BEGIN Document segment

Direct cochlear nerve monitoring is always employed during the removal of the IAC portion of the tumor. A specially designed electrode (available from AD Tech Medical Instrument Corporation, Racine, WI) provides stable positioning of the electrode that is not displaced by CSF pulsations. DENM provides the most rapid feedback regarding cochlear and cochlear nerve status of all the hearing monitoring modalities. Waveform amplitudes are one to two orders of magnitude larger than ABR, allowing capture of a cochlear nerve action potential with 10 to 20 sweeps (1–2 s). The earliest changes in DENM that may signal cochlear/cochlear nerve stress is a prolongation of action potential latency with decline in amplitude occurring later. Amplitude changes without latency prolongation may be due to blood in between the electrode contact surface and the cochlear nerve.
Once the cochlear nerve electrode is placed, the dura of the IAC is sharply opened to form superior and inferior rectangular flaps. The dural flaps are laid into the superior and inferior bony corridors created during bony IAC dissection. Dissection progresses from medial to lateral to diminish any sheering force on the cochlear nerve at the habenula perforata. Additionally, the course of the internal auditory artery (also known as the labyrinthine artery) is kept in mind. Should the artery travel directly on the tumor surface, dissection may result in arterial spasm which will often respond to suspension of dissection and application of papaverine. As in the CPA, the IAC tumor is centrally debulked once the facial and cochlear nerves are identified. The superior and inferior vestibular nerves are purposefully sacrificed as these are the nerves of origin in the vast majority of these tumors. Additionally, prior experience with trying to preserve these nerves during VS removal was found to result in a higher incidence of prolonged postoperative imbalance problems.

END Document segment
BEGIN Dataset records

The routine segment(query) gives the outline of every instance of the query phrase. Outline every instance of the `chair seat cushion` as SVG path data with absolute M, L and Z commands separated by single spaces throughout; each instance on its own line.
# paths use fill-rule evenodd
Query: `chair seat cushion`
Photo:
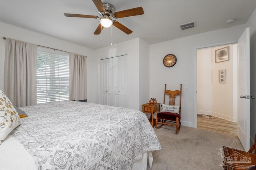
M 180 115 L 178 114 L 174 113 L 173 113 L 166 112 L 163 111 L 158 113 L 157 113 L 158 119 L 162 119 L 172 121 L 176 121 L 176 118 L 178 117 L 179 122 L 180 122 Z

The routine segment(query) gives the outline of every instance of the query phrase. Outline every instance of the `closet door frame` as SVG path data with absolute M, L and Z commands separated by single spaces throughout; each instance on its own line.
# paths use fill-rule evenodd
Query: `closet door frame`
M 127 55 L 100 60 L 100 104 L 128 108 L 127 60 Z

END Dataset records
BEGIN Dataset records

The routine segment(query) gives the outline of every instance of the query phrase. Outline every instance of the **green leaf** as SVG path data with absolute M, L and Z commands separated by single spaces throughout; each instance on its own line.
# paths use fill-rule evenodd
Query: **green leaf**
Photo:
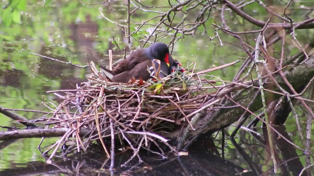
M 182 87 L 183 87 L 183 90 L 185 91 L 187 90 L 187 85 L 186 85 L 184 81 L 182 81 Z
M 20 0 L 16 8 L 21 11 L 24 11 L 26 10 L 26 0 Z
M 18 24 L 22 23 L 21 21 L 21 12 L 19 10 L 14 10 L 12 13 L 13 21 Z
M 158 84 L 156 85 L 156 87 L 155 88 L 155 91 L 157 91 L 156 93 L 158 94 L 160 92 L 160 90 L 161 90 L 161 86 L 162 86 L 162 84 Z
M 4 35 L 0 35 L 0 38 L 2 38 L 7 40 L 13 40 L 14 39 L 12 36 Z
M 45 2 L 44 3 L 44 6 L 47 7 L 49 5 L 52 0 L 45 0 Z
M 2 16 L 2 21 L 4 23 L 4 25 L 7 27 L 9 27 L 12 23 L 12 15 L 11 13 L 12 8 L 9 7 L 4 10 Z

END Dataset records
BEGIN Dataset records

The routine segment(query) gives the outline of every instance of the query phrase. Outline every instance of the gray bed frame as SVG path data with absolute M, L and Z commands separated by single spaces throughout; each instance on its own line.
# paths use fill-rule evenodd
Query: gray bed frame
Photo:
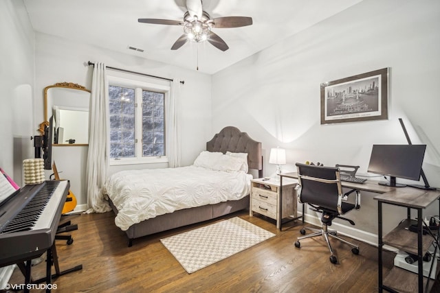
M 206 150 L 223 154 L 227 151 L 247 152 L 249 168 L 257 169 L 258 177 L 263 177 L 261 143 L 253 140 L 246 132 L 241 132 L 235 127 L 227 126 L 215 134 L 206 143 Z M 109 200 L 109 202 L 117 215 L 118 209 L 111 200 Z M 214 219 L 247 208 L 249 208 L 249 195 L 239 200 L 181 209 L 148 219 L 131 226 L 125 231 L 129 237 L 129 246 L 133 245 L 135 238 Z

END Dataset records

▶ Exercise tasks:
[1] List every nerve named in the passage on IAC tumor removal.
[2] Reproduce the passage on IAC tumor removal word for word from "Direct cochlear nerve" up to and including "the cochlear nerve.".

▶ Activity answers:
[1]
- cochlear nerve
- facial nerve
- superior vestibular nerve
- inferior vestibular nerve

[2]
Direct cochlear nerve monitoring is always employed during the removal of the IAC portion of the tumor. A specially designed electrode (available from AD Tech Medical Instrument Corporation, Racine, WI) provides stable positioning of the electrode that is not displaced by CSF pulsations. DENM provides the most rapid feedback regarding cochlear and cochlear nerve status of all the hearing monitoring modalities. Waveform amplitudes are one to two orders of magnitude larger than ABR, allowing capture of a cochlear nerve action potential with 10 to 20 sweeps (1–2 s). The earliest changes in DENM that may signal cochlear/cochlear nerve stress is a prolongation of action potential latency with decline in amplitude occurring later. Amplitude changes without latency prolongation may be due to blood in between the electrode contact surface and the cochlear nerve.